DIRECTIVE
Rewrite the listing below, putting "single dot" wherever "single marker" appears and keeping every other line and word the same.

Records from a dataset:

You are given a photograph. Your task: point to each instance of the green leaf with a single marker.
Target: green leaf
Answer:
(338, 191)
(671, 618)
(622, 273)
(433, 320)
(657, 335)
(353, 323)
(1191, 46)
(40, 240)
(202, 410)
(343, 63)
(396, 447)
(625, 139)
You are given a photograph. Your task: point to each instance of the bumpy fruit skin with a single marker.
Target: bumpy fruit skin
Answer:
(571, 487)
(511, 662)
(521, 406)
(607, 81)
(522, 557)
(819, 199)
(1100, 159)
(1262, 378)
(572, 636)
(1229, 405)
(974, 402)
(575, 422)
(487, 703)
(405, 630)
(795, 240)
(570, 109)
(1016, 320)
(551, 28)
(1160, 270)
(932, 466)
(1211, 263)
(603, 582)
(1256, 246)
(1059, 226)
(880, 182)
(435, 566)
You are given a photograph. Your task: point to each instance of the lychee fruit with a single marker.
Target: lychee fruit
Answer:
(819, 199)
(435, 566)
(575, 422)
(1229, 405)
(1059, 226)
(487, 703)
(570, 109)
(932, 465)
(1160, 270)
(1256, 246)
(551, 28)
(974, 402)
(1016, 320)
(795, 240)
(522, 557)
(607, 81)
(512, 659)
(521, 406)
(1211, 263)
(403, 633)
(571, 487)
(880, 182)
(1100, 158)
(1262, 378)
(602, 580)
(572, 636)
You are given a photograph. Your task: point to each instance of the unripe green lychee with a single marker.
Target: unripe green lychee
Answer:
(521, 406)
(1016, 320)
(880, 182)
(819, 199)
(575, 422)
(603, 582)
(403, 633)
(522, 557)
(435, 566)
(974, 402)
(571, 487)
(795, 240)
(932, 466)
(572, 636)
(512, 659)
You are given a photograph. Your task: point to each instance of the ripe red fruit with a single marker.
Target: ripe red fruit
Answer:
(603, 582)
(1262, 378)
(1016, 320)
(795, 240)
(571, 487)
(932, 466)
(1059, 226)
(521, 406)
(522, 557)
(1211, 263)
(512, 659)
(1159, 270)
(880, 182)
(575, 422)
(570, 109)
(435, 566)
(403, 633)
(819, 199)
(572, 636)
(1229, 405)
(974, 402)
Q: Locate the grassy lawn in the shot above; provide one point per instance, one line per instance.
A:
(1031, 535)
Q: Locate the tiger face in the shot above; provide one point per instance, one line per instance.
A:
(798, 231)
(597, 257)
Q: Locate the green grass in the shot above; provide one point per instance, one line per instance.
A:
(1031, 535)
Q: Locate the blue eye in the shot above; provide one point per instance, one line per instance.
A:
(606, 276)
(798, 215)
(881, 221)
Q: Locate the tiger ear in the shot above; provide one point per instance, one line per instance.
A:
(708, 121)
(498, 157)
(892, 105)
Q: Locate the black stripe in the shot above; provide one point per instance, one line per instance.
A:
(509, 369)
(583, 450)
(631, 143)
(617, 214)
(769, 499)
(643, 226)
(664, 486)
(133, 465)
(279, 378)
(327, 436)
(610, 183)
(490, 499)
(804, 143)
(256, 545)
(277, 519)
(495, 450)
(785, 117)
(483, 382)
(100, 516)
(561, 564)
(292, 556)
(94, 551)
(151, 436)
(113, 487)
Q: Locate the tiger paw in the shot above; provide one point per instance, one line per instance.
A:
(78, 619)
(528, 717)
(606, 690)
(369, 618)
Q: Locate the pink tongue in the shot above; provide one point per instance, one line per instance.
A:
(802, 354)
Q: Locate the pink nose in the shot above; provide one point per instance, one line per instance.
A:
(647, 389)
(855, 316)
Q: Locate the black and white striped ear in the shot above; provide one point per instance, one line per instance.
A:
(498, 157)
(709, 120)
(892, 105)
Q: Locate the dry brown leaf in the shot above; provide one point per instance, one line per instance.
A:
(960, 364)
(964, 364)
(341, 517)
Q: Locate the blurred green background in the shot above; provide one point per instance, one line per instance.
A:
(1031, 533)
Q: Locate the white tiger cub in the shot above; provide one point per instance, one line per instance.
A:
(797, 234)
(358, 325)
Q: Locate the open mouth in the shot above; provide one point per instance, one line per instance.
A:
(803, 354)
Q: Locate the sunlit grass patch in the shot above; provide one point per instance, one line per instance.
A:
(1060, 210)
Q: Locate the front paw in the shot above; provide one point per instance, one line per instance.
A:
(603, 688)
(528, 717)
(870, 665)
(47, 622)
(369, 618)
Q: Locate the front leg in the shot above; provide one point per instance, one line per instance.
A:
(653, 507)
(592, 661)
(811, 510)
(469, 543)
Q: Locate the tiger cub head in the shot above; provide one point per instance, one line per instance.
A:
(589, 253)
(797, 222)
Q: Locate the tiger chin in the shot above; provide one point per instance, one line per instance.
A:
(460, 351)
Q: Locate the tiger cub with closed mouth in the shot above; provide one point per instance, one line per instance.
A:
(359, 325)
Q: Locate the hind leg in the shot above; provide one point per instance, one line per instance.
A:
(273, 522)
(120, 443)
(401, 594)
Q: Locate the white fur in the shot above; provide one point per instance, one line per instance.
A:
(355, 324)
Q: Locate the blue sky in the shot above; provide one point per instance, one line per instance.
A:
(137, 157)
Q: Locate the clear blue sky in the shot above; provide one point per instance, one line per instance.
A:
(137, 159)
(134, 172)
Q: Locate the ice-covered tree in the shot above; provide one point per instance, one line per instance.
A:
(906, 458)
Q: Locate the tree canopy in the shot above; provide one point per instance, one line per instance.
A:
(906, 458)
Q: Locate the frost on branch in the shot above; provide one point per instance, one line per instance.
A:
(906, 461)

TASK ANSWER
You are given a photograph. Your task: point to each instance of the green leaf with a single dot.
Target: green leaf
Answer:
(338, 191)
(671, 618)
(622, 273)
(433, 320)
(657, 335)
(353, 323)
(1191, 46)
(40, 240)
(202, 410)
(343, 63)
(396, 447)
(625, 139)
You are given a photograph. Your task: point to each instance of the bumpy fruit skin with a single dot.
Target: bumpy fruit skin
Answer:
(571, 487)
(511, 662)
(521, 406)
(607, 81)
(522, 557)
(819, 199)
(1100, 159)
(1262, 378)
(572, 636)
(1229, 405)
(974, 402)
(575, 422)
(487, 703)
(405, 630)
(795, 240)
(570, 109)
(1016, 320)
(551, 28)
(1160, 270)
(932, 466)
(1211, 263)
(603, 582)
(1256, 246)
(1059, 226)
(880, 182)
(435, 566)
You are given a photograph. Your task: point to each instance of the lychee fruit with a single dot.
Target: lychee fruit
Answer:
(819, 199)
(435, 566)
(575, 422)
(1229, 405)
(1059, 226)
(487, 703)
(570, 109)
(932, 465)
(1160, 270)
(1256, 246)
(551, 28)
(974, 402)
(1016, 320)
(795, 240)
(522, 557)
(607, 81)
(512, 659)
(521, 406)
(1211, 263)
(403, 633)
(571, 487)
(880, 182)
(1100, 158)
(1262, 378)
(602, 580)
(572, 636)
You are given a photograph. Your task: point to each instance of the unripe green lychee with a single dot.
Target: unripe green lychee
Answer:
(521, 406)
(1016, 320)
(880, 182)
(819, 199)
(575, 422)
(603, 582)
(403, 633)
(522, 557)
(435, 566)
(974, 402)
(571, 487)
(795, 240)
(932, 466)
(572, 636)
(512, 659)
You are given a photograph. Your task: point to each instance of the ripe red fruit with a single dot.
Target: ripe red fruit
Answer:
(603, 582)
(1262, 378)
(1016, 320)
(795, 240)
(571, 487)
(932, 466)
(1059, 226)
(521, 406)
(522, 557)
(1211, 263)
(512, 659)
(1159, 270)
(880, 182)
(575, 422)
(570, 109)
(435, 566)
(403, 633)
(819, 199)
(572, 636)
(1229, 405)
(974, 402)
Q: Locate the grassy lawn in the shot above; provide one point per instance, one line per instance.
A:
(1031, 535)
Q: Locate the tiger face in the shot above; provide one point per instance, one line per instance.
A:
(798, 231)
(597, 257)
Q: Locate the green grass in the shot above; provide one point per instance, one line per instance.
A:
(1031, 535)
Q: Locate the blue eye in the shot above; provide one point per instance, one line per instance.
A:
(606, 276)
(798, 215)
(881, 221)
Q: Locate the tiger ear in the shot above; provide one point per instance, one line per instance.
A:
(708, 121)
(498, 157)
(892, 105)
Q: Locate the black stripe in the shot above; provide one point per instance, one line per instance.
A:
(509, 369)
(583, 450)
(631, 143)
(617, 214)
(769, 499)
(643, 226)
(664, 486)
(133, 465)
(279, 378)
(327, 436)
(610, 183)
(490, 499)
(804, 143)
(256, 545)
(277, 519)
(495, 450)
(785, 117)
(483, 382)
(100, 516)
(561, 564)
(292, 556)
(94, 551)
(151, 436)
(113, 487)
Q: Locate the tiger paw in the shot above; provide one point per instance, one line per instance.
A:
(78, 619)
(528, 717)
(606, 690)
(369, 618)
Q: Locate the pink tongue in the shot above; provide one point per instance, one line per instance.
A:
(802, 354)
Q: Locate the pink nose in the shot above; provide one point per instance, one line per instance.
A:
(647, 389)
(855, 316)
Q: Locate the black and white striped ear in the shot above; provide one point per instance, one line per instance.
A:
(498, 157)
(709, 120)
(892, 105)
Q: Locate the dry brown leaf in the shot above; provide one point per instance, one line per instance.
A:
(960, 364)
(964, 364)
(341, 517)
Q: Locate the blurred green background in the shot above; provide one point per instance, one line per instance.
A:
(1031, 533)
Q: Locate the white tiger cub in the shot above; provide one point per instance, one line per instance.
A:
(797, 234)
(358, 325)
Q: Locate the open mouth in the shot above; provide one point per instance, one line per instance.
A:
(803, 354)
Q: Locate the sunlit grass patch in the shot above; provide one point per instance, one line per instance.
A:
(1060, 210)
Q: Locate the front paw in the shot above; provide one point per instance, one line per instance.
A:
(603, 688)
(528, 717)
(870, 665)
(47, 622)
(369, 618)
Q: Locate the front leg in the shot above; provide one point per instance, one line per instance.
A:
(653, 507)
(592, 661)
(811, 510)
(469, 543)
Q: Locate the tiger cub head in the shot above; provide one point per instance, one line per instance.
A:
(589, 253)
(797, 222)
Q: Locate the tiger chin in the shot above; provide one point per instance, one line per instance.
A:
(460, 351)
Q: Locate the tiger cub with closed mouth in the shot above; provide one point per instance, one line per instance.
A:
(359, 325)
Q: Locate the hind leg in the shot above; provide one point per instance, one line per instance.
A:
(273, 522)
(120, 443)
(401, 594)
Q: Locate the white fur in the shot above; provide one point per instance, one line per instance.
A:
(355, 324)
Q: Locate the blue sky in the shot above; provide one point per instance, one line per instance.
A:
(137, 157)
Q: Locate the clear blue sky in the shot above; provide one point per instance, one line per instance.
A:
(137, 159)
(134, 172)
Q: Locate the ice-covered tree in the shot above; provide one point per instance, one line per instance.
A:
(906, 458)
Q: Locate the tree canopy in the shot above; provide one point per instance, one line per instance.
A:
(906, 458)
Q: Locate the frost on branch in the shot above; provide one point per instance, one line per instance.
A:
(906, 461)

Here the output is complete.